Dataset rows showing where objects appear
^^^^

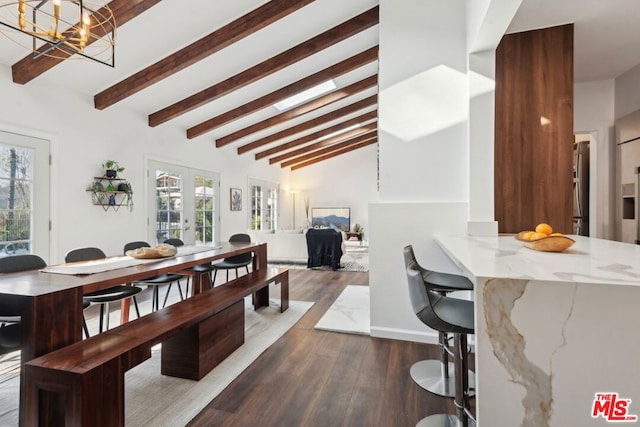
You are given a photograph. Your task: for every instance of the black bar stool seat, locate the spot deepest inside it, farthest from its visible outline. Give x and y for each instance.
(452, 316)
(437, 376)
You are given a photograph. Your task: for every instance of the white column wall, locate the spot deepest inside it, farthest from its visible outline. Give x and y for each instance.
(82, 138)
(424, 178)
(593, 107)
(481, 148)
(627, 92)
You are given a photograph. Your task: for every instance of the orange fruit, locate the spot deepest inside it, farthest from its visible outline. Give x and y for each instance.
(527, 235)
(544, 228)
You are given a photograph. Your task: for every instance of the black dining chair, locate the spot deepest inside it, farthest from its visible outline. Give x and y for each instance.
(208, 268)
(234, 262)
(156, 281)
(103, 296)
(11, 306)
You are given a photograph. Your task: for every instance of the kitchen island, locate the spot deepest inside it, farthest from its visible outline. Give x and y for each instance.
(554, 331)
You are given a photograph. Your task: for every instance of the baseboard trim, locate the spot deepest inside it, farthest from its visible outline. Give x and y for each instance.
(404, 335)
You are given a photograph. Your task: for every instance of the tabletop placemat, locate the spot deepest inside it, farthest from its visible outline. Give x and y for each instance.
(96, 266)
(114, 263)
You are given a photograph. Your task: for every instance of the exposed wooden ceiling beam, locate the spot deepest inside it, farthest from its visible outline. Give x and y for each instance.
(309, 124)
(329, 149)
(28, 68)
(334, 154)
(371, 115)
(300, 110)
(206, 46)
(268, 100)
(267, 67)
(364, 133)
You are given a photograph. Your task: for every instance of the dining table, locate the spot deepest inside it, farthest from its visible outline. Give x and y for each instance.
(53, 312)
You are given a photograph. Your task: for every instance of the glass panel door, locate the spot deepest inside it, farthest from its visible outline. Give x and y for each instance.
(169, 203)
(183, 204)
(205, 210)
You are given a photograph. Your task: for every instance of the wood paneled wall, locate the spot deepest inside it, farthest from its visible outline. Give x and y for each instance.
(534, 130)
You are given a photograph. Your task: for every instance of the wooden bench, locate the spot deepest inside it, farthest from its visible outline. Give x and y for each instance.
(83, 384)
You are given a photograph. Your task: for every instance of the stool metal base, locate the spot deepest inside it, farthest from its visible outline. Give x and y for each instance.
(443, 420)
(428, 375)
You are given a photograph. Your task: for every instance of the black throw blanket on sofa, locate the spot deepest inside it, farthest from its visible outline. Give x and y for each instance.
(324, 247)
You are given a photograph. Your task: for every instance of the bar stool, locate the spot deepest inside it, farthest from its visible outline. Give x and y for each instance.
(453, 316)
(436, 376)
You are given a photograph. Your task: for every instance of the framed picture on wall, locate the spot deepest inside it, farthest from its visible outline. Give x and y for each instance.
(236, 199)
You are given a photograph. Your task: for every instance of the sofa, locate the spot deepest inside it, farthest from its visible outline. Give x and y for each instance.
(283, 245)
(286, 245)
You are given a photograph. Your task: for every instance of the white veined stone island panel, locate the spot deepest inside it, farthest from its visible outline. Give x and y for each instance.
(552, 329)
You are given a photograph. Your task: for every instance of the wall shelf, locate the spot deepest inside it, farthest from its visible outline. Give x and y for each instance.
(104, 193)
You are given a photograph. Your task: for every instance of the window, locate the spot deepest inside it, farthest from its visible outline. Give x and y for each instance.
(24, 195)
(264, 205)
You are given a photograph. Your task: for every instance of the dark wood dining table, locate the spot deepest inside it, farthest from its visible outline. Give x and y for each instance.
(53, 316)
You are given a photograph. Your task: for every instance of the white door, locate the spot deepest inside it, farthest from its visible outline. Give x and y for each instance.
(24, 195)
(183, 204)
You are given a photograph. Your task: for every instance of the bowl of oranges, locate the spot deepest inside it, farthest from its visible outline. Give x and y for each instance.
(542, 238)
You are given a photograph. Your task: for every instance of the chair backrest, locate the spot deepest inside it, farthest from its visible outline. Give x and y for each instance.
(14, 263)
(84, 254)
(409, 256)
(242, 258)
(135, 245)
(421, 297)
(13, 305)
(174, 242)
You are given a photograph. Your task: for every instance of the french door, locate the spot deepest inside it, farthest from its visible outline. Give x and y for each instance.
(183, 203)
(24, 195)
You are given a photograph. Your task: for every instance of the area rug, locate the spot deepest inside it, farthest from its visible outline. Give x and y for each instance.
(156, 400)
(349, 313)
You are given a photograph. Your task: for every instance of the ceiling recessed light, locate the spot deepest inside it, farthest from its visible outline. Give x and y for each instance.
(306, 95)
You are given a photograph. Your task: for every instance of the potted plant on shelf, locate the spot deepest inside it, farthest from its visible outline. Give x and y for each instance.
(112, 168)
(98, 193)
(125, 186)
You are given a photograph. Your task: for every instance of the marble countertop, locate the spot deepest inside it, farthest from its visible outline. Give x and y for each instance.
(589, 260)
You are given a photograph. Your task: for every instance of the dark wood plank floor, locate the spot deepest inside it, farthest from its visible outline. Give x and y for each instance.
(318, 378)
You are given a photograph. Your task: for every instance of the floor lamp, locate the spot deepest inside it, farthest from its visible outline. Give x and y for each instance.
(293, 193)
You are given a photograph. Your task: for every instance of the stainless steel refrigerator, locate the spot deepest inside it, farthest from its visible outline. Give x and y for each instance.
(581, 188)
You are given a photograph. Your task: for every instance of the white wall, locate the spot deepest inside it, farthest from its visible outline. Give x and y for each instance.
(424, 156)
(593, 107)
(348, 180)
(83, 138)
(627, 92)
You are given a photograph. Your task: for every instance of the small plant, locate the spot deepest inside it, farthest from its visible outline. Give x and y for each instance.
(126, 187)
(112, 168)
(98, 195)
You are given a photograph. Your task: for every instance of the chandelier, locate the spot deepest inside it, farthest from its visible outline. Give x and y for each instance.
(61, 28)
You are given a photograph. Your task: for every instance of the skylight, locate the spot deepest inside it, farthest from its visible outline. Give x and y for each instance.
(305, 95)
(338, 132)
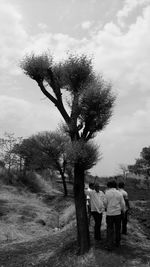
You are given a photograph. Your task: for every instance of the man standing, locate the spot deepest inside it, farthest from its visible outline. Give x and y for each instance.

^^^^

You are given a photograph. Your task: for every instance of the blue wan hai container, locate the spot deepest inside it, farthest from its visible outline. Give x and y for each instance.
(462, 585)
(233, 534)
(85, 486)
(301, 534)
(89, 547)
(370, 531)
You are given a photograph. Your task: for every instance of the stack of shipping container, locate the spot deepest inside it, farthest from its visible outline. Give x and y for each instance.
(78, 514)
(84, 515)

^^^^

Pick out and copy each line of the rows that contains the string "shelf".

→ FULL ANSWER
You are given a photograph. Your task: for every instance of the wall shelf, locate the spot deepest inside it, farthest from its visible outline. Give x and y for each instance.
You are given a photograph. Your task: for every instance of the potted plant on shelf, locate the spot deepest inside it, farthest from its visible outline. Give x and y for each instance.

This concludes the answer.